> **Extracted text**:
Therefore we understand that as much as narratives interact amongst the members of a group and the outsiders bringing knowledge or new narratives to the former, hard real live narratives made of integrated personal contributions of each participant will result.

Example: One of the Buenos Aires Narrative Workshop participants [see below: A.L.], who selected as initial image for her narrative a Phillipson picture that was also selected by a Kingston N.W. [V.F.], was asked after she made the reflection on her own story, to read and make a reflection on the Canadian participant story and finally summarize reflection on both. This participant along other three B.A. participants selected the same plate in a former WS to the one in which V.F.`s story was introduced to the group in order to reflect on both, but only A.L.’s story corresponded on the same matter about concern on a relative’s health problem, claiming that “a truly loving relationship allows saying with courage” what has to be told, whatever “terror, fear and hopelessness” feelings were to become. Exactly one year after this participant was confronted with the same situation that was drawn by the Canadian WS story, as her daughter was diagnosed with very malignant oncotype of breast cancer. Override by elevated anxiety she could return to his senses finding courage on her “own loving resources”, as following the witty advice she had made herself.

Study of narrative significant meaning connectedness

Inter-personal/ intercultural constructive/ reflective exercises

Argentine group reflective work on the Argentine and Canadian stories

Extracted from Correa, 2012

Stories based on two figures: AL [A2*2(2)]

Comments made over stories based on two figures: AL [A2*2(2)]

”Concern” (AL)
A man and a woman, they have a mean age of 55-60 years old. Relationship: a loving friendship. Context: Walking through a park at late evening. What's going on?: They're keeping deep talk about the issues that each of them have and share. What happened before?: Long time has passed since last time they’ve met, so they need to say, consult, communicate, because of the deep love relationship amongst them. Both of them know that the other one could understand what’s going on in each of them. Anyway the woman claims that if she doesn’t call him, he doesn’t communicate. And she fears for his health as he can barely walk. The light of the path outlines an after that might be a little brighter. But increasingly, she thinks she will have to look after him in order to know about what’s going on with him. Actually she thinks he is in danger of death.

> **Data section**:
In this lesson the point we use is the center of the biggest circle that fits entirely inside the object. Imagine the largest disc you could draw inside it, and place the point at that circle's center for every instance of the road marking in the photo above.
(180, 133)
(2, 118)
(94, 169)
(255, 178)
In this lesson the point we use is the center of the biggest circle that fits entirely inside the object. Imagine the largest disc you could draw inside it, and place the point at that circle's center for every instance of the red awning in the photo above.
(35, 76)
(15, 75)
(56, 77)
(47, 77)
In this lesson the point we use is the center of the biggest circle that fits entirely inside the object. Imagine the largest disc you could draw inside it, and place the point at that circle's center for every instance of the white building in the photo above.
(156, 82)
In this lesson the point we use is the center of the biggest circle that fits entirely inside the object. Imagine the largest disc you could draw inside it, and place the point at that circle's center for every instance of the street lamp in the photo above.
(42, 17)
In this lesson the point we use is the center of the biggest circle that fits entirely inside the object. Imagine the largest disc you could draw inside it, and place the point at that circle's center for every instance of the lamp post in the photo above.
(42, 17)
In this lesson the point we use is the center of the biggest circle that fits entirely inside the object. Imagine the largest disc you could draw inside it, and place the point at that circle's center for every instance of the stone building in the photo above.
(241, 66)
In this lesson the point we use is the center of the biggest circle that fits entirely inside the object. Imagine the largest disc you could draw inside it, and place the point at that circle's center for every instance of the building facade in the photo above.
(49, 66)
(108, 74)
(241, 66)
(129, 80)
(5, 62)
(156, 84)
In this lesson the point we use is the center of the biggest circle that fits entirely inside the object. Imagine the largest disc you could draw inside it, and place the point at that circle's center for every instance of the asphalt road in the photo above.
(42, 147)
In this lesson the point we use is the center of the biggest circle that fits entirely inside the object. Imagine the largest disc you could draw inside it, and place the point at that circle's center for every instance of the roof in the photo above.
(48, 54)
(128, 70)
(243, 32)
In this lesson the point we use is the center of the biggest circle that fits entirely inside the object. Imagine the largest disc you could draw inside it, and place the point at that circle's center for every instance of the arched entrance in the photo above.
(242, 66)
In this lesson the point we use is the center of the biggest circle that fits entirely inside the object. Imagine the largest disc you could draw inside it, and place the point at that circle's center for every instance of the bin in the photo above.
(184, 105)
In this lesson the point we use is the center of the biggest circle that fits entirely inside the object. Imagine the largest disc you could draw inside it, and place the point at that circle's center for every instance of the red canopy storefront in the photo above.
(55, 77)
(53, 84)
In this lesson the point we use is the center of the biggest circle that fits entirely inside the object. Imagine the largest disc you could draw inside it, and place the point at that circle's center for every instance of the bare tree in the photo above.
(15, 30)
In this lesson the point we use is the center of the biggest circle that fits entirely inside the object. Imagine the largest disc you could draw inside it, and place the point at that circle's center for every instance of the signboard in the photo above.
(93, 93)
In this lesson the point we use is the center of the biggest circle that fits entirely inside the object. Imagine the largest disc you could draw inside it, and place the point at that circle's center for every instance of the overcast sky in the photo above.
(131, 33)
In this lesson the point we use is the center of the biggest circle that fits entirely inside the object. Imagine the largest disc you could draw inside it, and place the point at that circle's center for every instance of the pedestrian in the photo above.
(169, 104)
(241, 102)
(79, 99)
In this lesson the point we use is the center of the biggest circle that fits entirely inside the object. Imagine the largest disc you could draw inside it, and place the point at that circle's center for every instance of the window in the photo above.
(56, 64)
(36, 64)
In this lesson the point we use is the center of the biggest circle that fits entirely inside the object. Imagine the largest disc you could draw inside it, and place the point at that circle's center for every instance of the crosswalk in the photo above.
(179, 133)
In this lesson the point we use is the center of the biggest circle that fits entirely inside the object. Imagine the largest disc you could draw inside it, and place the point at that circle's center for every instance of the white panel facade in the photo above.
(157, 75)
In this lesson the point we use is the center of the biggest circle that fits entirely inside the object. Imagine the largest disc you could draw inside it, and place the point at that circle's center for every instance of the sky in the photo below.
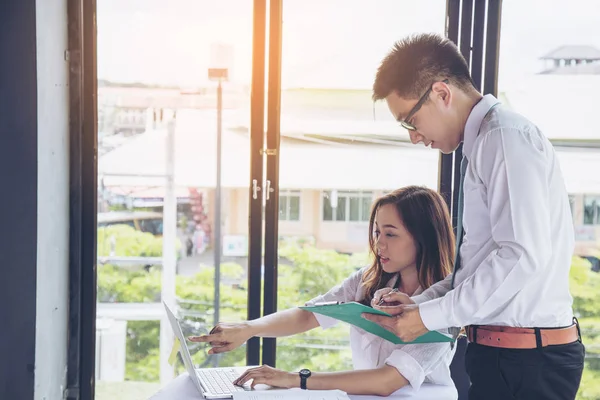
(326, 43)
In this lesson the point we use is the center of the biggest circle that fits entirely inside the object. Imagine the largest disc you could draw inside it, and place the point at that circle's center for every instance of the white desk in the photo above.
(182, 388)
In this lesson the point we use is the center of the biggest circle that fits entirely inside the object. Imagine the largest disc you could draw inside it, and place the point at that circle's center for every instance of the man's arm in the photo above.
(512, 166)
(439, 289)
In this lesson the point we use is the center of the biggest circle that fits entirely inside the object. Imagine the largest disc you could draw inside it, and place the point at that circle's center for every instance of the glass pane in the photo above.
(551, 76)
(145, 75)
(366, 208)
(327, 209)
(294, 208)
(341, 210)
(339, 148)
(283, 208)
(355, 204)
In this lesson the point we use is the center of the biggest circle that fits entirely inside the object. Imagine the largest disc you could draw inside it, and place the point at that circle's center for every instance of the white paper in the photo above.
(291, 394)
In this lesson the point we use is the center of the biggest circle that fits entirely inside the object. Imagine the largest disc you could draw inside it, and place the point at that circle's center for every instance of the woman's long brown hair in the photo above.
(425, 215)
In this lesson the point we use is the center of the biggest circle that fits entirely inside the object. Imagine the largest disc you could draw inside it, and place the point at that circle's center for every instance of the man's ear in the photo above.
(442, 92)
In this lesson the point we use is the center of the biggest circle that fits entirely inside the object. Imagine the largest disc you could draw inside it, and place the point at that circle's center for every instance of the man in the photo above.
(512, 271)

> **Problem set**:
a - Copy everything from "Therefore we understand" down to "participant will result." in the narrative workshop text, substituting "member" for "participant".
b - Write the next part of the narrative workshop text, picking up after its final sentence.
None of the lines above are needed here.

> **Answers per task**:
a -
Therefore we understand that as much as narratives interact amongst the members of a group and the outsiders bringing knowledge or new narratives to the former, hard real live narratives made of integrated personal contributions of each member will result.

b -
Canadian Story “Speaking Truth” by volunteer caregiver VF [Plate A2 *2 (2)]
At a hospital ward a MD gives medical diagnoses to a woman that listens terrified what she would not be able to tell her daughter, although she knows she ought to. When she goes to her room, she sits by her but feels she cannot touch her. So she bends her head to become closer to her and then she looks at the eyes of the young girl to talk about what she strives to say at the same time she needs to protect her child from suffering. Many questions arise on what, how and when to speak to her. She then recalls the stories she had told her when a little girl and trusts the words filling the imaginative space grown amongst them will come to tell with no harm but with love and understanding.

AL’s reflection on the own and FV stories from plate A2*2 (2)

AL story: Love is pleasant, bright, but also raises concern if really the other one is significant for oneself. In such sense, even without fighting, the other’s feeling is receipted by oneself. And in the same way that it brings joy to know/ feel that the other one is fine, also sadness and concern for the other's pain. I believe this is true in every kind of true love, whether with partners, children or friends. I think that in such is founded a true love relationship.

VF story: I think this story will end as it deserves. Mother and daughter are lovingly close. Why then doubt about a possible deep communication, although the expected truth turns to be terrifying?! Love will emerge, once more, this time in the form of courage.

AL’s reflection on the two stories together from plate A2 *2 (2)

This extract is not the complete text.